┌─ SELECTED PASSAGE

Tech briefing: Close relations
Roy Rubenstein
This article originally appeared in Total Telecom magazine [Issue: 56]
01 November 2007
Operators need to take more advantage of software solutions to help them retain customers and get ahead of the competition. Despite growing levels of churn among both fixed and mobile customers, operators are only beginning to use sophisticated software tools to tackle the problem.
"Most service providers aren't taking advantage of the software and all the things it can do," says Larry Goldman, co-founder and senior analyst at telecoms software market analysis firm, OSS Observer. "The technology is ahead of the service providers that use it."
Operators increasingly will need to look to software to help them better understand their customers and their value as they introduce bundled services. Such software, coupled with sound service bundling, promises better customer retention and services, enabling operators to steal a march on their competitors.
The bad news is that experts say telcos have a long way to go before they can combat churn. "It is a problem," says Wim Brouwer, solutions and portfolio director at LogicaCMG Telecoms and Media. "We are at the starting point as to how far we go in understanding customers."
For mobile operators the problem can be severe. "Churn [in the mobile market] has always been a big issue," says Alastair Brydon, chief executive of Sound Partners. "Ten years ago it was about 20-30% and it's some 20-30% per annum now."
It might be a costly business, but there are attractive incentives to implementing better solutions. Essentially, software will enable better decision-making by operators, and better decisions will mean better margins. "Look, you can drive churn right down by giving away free stuff," says Goldman. "No amount of software will overcome that. But software lets you say that you don't have to give stuff away; you can be more discriminating."
Operators face several challenges when it comes to adopting such software, say experts. For example, customer relationship management (CRM) systems are designed to hold key customer data from orders, deliveries and cancellations, as well as retail environment activity. They have analytics to evaluate the data to identify the relative value of customers, as well as trends and success of campaigns.
"The problem is that much of the data that represents customer behaviour in telecoms does not come directly to the CRM system," says Goldman at OSS Observer. "It is collected by other systems that have been in place and serve other purposes." The service providers' challenge is to identify that data, associate it with customers and their services, and then take advantage of inherent CRM capabilities to make better decisions.

└─

TASK OBJECTIVE »
Please continue the telecom churn article above from its last paragraph onward. The records that come next are separate material and are not part of the telecom churn article.

┌─ MATERIAL

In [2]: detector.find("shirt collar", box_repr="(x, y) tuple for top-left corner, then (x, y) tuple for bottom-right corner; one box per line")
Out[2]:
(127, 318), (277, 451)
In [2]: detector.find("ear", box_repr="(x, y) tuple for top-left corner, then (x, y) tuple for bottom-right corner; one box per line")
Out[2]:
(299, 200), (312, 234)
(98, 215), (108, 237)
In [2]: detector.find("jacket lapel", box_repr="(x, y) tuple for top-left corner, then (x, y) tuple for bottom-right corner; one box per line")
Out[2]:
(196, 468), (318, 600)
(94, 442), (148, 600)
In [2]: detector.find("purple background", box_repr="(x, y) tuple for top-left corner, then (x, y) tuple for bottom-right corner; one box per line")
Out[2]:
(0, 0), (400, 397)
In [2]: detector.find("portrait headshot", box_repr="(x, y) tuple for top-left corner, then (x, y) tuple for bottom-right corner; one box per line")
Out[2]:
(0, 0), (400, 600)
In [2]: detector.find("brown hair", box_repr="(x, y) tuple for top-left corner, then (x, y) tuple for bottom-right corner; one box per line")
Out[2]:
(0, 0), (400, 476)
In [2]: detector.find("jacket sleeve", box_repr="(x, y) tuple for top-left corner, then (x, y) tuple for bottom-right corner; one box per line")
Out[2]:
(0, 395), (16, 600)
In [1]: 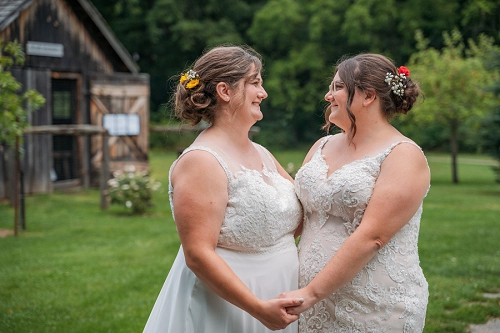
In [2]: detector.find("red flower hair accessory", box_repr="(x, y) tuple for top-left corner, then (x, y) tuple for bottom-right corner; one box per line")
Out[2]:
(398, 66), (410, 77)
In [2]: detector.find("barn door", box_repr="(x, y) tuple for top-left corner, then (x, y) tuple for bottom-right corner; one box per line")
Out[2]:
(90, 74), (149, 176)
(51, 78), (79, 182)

└─

THE RESULT »
"Over time, the guys that really get this will get better yield and be more profitable, and can then be even more aggressive in their offerings," says Goldman.
Graham Carey, director of product solutions for Oracle Communications, says business intelligence software will quickly tell operators which new service mixes they introduce make good revenue sense.
Immediate usage feedback comes from analysing the product catalogue and accounts receivable data. Historic data from similar services and customer segments can be used for predictive analysis. "In a fully working system a mix of both would provide the contributing information to make such business decisions," says Carey.
But again, while business intelligence software for such analysis exists, the data to feed such applications hasn't been available because systems need to be integrated. "Ideally one needs a single master source for all customer data-a customer data hub and a similar source for product data."
Carey says the benefits of doing that are clear. "It will allow them to make business decisions-pricings and offers-as they try out new services to smaller market segments." So far operators that are addressing billing and CRM say they are seeing improved customer retention. CRM systems company Aperio CI, for example, claims it has helped one European telco reduce mobile customer churn by a double-digit percentage figure in a year.
Aperio CI's software enables an operator to assess its tariffs against competitors. "We can price an operator against every other operator in its market," says Paul King, president and COO. "We build all the rate plans so that an operator can do price analysis of bundles and see how close its plans are to the optimal price."
So far customers have mainly been mobile operators, but it is seeing increased interest from fixed-line players as more triple-play services are rolled out. "Such services drive higher complexity and therefore increase the need for careful analysis," says King.
The incumbent that reduced its churn wanted to keep more of its mobile customers who called in to end their contracts following the introduction of number portability. "They wanted to be very aggressive, but what they lacked was formal analysis," says King.
Aperio CI's software now provides the operator's staff with a customer's payment details and history, as well as details of an appropriate better service package.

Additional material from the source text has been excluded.